Task brief:
Read the data and repeat all of it exactly.
════════════════════
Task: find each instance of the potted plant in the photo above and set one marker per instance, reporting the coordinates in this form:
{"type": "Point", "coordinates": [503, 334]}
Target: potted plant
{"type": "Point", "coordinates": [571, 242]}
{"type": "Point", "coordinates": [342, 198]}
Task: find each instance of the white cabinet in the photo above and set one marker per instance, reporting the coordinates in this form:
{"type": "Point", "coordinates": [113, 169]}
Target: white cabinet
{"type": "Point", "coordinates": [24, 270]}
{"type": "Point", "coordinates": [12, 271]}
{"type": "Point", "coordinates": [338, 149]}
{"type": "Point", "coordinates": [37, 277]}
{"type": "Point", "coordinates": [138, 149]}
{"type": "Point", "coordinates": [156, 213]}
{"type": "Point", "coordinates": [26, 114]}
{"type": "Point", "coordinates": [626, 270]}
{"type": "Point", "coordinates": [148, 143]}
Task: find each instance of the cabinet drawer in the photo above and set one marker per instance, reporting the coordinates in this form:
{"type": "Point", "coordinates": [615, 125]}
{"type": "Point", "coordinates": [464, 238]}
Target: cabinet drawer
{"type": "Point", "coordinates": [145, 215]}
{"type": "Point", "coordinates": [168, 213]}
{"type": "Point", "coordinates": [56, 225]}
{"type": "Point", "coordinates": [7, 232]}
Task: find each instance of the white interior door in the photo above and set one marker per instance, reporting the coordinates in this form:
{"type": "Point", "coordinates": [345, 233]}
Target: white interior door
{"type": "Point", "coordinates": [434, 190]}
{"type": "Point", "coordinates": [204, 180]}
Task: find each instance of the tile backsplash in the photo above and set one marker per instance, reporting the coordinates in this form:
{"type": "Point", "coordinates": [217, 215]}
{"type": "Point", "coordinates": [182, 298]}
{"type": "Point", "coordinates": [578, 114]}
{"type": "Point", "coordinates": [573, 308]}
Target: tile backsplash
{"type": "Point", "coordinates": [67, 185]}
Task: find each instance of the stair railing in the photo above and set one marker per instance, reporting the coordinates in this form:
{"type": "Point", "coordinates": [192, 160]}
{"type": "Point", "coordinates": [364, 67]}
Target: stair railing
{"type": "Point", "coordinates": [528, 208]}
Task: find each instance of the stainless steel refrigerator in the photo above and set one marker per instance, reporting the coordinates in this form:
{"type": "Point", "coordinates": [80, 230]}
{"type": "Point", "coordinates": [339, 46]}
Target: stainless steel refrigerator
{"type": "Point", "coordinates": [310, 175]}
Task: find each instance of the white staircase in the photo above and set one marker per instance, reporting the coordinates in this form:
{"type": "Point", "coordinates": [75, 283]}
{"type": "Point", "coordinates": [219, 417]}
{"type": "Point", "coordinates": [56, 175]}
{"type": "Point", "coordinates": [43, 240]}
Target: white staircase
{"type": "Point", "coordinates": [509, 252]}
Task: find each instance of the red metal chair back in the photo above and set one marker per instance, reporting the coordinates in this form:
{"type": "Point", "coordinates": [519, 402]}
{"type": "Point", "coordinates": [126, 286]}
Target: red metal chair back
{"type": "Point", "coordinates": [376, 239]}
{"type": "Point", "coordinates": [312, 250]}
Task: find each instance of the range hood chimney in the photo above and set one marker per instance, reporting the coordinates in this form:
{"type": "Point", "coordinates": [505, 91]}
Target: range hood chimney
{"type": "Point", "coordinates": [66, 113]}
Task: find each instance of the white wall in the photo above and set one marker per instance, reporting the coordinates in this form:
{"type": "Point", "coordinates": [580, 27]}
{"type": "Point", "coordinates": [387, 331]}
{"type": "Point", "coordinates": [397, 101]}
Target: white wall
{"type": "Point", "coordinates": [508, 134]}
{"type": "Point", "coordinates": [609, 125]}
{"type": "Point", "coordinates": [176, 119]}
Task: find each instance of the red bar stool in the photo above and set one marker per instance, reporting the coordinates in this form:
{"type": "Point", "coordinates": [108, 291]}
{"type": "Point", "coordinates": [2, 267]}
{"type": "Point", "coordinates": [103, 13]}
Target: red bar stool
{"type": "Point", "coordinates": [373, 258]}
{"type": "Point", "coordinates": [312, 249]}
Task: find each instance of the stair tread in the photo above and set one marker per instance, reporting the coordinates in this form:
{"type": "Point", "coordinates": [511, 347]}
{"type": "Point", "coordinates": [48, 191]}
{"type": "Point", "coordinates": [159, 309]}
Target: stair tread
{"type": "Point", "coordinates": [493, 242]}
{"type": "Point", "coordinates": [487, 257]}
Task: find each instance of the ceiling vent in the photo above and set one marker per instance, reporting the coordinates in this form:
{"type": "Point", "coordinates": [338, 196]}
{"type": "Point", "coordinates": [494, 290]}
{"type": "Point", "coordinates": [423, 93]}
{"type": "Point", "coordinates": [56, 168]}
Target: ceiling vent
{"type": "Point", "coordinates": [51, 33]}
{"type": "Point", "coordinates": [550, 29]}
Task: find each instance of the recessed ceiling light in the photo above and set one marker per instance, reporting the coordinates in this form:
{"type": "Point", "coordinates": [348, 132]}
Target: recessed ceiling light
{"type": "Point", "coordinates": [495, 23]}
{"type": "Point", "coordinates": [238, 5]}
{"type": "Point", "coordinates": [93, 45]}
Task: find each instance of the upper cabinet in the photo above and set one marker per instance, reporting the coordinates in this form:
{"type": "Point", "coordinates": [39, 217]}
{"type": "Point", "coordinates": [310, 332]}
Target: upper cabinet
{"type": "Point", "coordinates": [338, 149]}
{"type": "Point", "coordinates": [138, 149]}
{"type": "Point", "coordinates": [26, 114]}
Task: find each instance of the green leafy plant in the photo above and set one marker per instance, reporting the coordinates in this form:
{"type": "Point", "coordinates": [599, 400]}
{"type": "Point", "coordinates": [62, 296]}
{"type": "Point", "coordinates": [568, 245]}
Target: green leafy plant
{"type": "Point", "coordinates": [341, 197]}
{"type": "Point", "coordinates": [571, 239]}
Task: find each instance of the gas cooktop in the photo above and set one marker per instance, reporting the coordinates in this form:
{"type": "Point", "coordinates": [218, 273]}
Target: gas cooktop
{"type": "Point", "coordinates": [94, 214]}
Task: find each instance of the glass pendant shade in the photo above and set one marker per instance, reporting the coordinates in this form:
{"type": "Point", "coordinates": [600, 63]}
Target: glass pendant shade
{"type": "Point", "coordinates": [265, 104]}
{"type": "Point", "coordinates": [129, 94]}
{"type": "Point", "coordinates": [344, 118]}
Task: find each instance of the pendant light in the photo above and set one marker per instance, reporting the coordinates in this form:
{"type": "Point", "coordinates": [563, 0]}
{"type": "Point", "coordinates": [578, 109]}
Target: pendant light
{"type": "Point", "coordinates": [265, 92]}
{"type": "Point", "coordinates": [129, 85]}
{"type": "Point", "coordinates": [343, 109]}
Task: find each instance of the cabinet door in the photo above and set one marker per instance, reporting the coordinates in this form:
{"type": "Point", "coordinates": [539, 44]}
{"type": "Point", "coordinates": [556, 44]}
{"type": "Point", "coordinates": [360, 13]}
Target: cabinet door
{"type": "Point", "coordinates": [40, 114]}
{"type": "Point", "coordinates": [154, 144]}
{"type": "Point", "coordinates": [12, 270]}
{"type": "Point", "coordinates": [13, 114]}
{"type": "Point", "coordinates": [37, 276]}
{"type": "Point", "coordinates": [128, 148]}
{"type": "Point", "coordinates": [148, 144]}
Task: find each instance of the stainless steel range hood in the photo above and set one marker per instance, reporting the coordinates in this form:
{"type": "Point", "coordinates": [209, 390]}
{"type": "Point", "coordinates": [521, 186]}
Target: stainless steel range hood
════════════════════
Task solution:
Task: find each instance of the potted plant in the photo above and set one marker per instance, reporting the coordinates in this form:
{"type": "Point", "coordinates": [503, 334]}
Target: potted plant
{"type": "Point", "coordinates": [571, 242]}
{"type": "Point", "coordinates": [342, 198]}
Task: find each instance of the white cabinet in the photo above and set one marker per instance, reporting the coordinates in this form:
{"type": "Point", "coordinates": [113, 169]}
Target: white cabinet
{"type": "Point", "coordinates": [24, 270]}
{"type": "Point", "coordinates": [12, 271]}
{"type": "Point", "coordinates": [338, 149]}
{"type": "Point", "coordinates": [37, 277]}
{"type": "Point", "coordinates": [138, 149]}
{"type": "Point", "coordinates": [156, 213]}
{"type": "Point", "coordinates": [26, 114]}
{"type": "Point", "coordinates": [626, 270]}
{"type": "Point", "coordinates": [148, 143]}
Task: find each instance of the cabinet drawer in the photo above and set one marker per instance, reporting the coordinates in this form:
{"type": "Point", "coordinates": [615, 125]}
{"type": "Point", "coordinates": [464, 238]}
Target: cabinet drawer
{"type": "Point", "coordinates": [145, 215]}
{"type": "Point", "coordinates": [168, 213]}
{"type": "Point", "coordinates": [56, 225]}
{"type": "Point", "coordinates": [7, 232]}
Task: find each instance of the white interior door in the photo above and set one marker per instance, reporting the coordinates in this form:
{"type": "Point", "coordinates": [345, 233]}
Target: white interior door
{"type": "Point", "coordinates": [434, 190]}
{"type": "Point", "coordinates": [204, 180]}
Task: find each instance of the tile backsplash in the photo above and set one marker per instance, reporting the coordinates in this form:
{"type": "Point", "coordinates": [217, 215]}
{"type": "Point", "coordinates": [182, 298]}
{"type": "Point", "coordinates": [578, 114]}
{"type": "Point", "coordinates": [573, 308]}
Target: tile backsplash
{"type": "Point", "coordinates": [67, 185]}
Task: find each instance of the stair railing in the photo above and set one marker per instance, reporting the coordinates in this form:
{"type": "Point", "coordinates": [192, 160]}
{"type": "Point", "coordinates": [364, 67]}
Target: stair railing
{"type": "Point", "coordinates": [528, 208]}
Task: find each instance of the stainless steel refrigerator in the photo above and set one marker per instance, reporting the coordinates in this form:
{"type": "Point", "coordinates": [80, 230]}
{"type": "Point", "coordinates": [339, 46]}
Target: stainless steel refrigerator
{"type": "Point", "coordinates": [310, 175]}
Task: find each instance of the white staircase in the photo above and set one marker per instance, reporting the coordinates in this form:
{"type": "Point", "coordinates": [75, 283]}
{"type": "Point", "coordinates": [219, 417]}
{"type": "Point", "coordinates": [56, 175]}
{"type": "Point", "coordinates": [43, 240]}
Target: white staircase
{"type": "Point", "coordinates": [509, 252]}
Task: find each instance of the red metal chair back in the photo above and set one marker per instance, reporting the coordinates in this form:
{"type": "Point", "coordinates": [519, 402]}
{"type": "Point", "coordinates": [126, 286]}
Target: red metal chair back
{"type": "Point", "coordinates": [376, 239]}
{"type": "Point", "coordinates": [312, 250]}
Task: find each instance of the range hood chimney in the photo above and set one marker per instance, reporting the coordinates in this form:
{"type": "Point", "coordinates": [505, 91]}
Target: range hood chimney
{"type": "Point", "coordinates": [66, 113]}
Task: find each instance of the white wall in the photo above and set one marker per instance, reporting the coordinates in this form:
{"type": "Point", "coordinates": [580, 27]}
{"type": "Point", "coordinates": [387, 331]}
{"type": "Point", "coordinates": [397, 101]}
Target: white wall
{"type": "Point", "coordinates": [508, 134]}
{"type": "Point", "coordinates": [609, 125]}
{"type": "Point", "coordinates": [176, 119]}
Task: find each instance of the red bar stool in the photo above and set one marker per instance, reporting the coordinates in this form:
{"type": "Point", "coordinates": [108, 291]}
{"type": "Point", "coordinates": [2, 267]}
{"type": "Point", "coordinates": [103, 13]}
Target: red bar stool
{"type": "Point", "coordinates": [373, 258]}
{"type": "Point", "coordinates": [312, 249]}
Task: find each instance of the stair tread in the photo above and set one marker per instance, reporting the coordinates in this form:
{"type": "Point", "coordinates": [511, 347]}
{"type": "Point", "coordinates": [48, 191]}
{"type": "Point", "coordinates": [159, 309]}
Target: stair tread
{"type": "Point", "coordinates": [493, 242]}
{"type": "Point", "coordinates": [487, 257]}
Task: find each instance of the ceiling vent in the photo above and set one marker per instance, reporting the coordinates in this form:
{"type": "Point", "coordinates": [338, 196]}
{"type": "Point", "coordinates": [494, 290]}
{"type": "Point", "coordinates": [423, 93]}
{"type": "Point", "coordinates": [56, 168]}
Target: ceiling vent
{"type": "Point", "coordinates": [51, 33]}
{"type": "Point", "coordinates": [550, 29]}
Task: find each instance of the recessed ceiling light in the photo above and set one marker per instance, reporting the coordinates in this form:
{"type": "Point", "coordinates": [348, 132]}
Target: recessed ceiling light
{"type": "Point", "coordinates": [495, 23]}
{"type": "Point", "coordinates": [238, 5]}
{"type": "Point", "coordinates": [93, 45]}
Task: find each instance of the upper cabinet in the photo above and set one marker per instance, reporting the coordinates in this form:
{"type": "Point", "coordinates": [39, 217]}
{"type": "Point", "coordinates": [310, 332]}
Target: upper cabinet
{"type": "Point", "coordinates": [338, 149]}
{"type": "Point", "coordinates": [138, 149]}
{"type": "Point", "coordinates": [26, 114]}
Task: find each instance of the green leafy plant in the photo above and set one marker per instance, reporting the coordinates in this form:
{"type": "Point", "coordinates": [599, 400]}
{"type": "Point", "coordinates": [62, 296]}
{"type": "Point", "coordinates": [568, 245]}
Target: green leafy plant
{"type": "Point", "coordinates": [341, 197]}
{"type": "Point", "coordinates": [571, 239]}
Task: find each instance of the gas cooktop in the photo above and set one marker per instance, reporting the coordinates in this form:
{"type": "Point", "coordinates": [218, 273]}
Target: gas cooktop
{"type": "Point", "coordinates": [94, 214]}
Task: find each instance of the glass pendant shade in the photo above and set one marker per instance, reporting the coordinates in this form:
{"type": "Point", "coordinates": [600, 63]}
Target: glass pendant shade
{"type": "Point", "coordinates": [265, 104]}
{"type": "Point", "coordinates": [129, 94]}
{"type": "Point", "coordinates": [344, 118]}
Task: find each instance of the pendant light in the photo above and set one marker per instance, reporting the coordinates in this form:
{"type": "Point", "coordinates": [563, 0]}
{"type": "Point", "coordinates": [578, 109]}
Target: pendant light
{"type": "Point", "coordinates": [265, 92]}
{"type": "Point", "coordinates": [129, 85]}
{"type": "Point", "coordinates": [343, 109]}
Task: find each instance of the cabinet door in the photo above and set one marker per instance, reporting the coordinates in this form:
{"type": "Point", "coordinates": [539, 44]}
{"type": "Point", "coordinates": [556, 44]}
{"type": "Point", "coordinates": [360, 13]}
Target: cabinet door
{"type": "Point", "coordinates": [40, 114]}
{"type": "Point", "coordinates": [154, 144]}
{"type": "Point", "coordinates": [12, 270]}
{"type": "Point", "coordinates": [13, 114]}
{"type": "Point", "coordinates": [37, 276]}
{"type": "Point", "coordinates": [128, 148]}
{"type": "Point", "coordinates": [148, 144]}
Task: find each instance of the stainless steel range hood in the photo above and set one marker per instance, reporting the coordinates in this form:
{"type": "Point", "coordinates": [209, 390]}
{"type": "Point", "coordinates": [521, 186]}
Target: stainless steel range hood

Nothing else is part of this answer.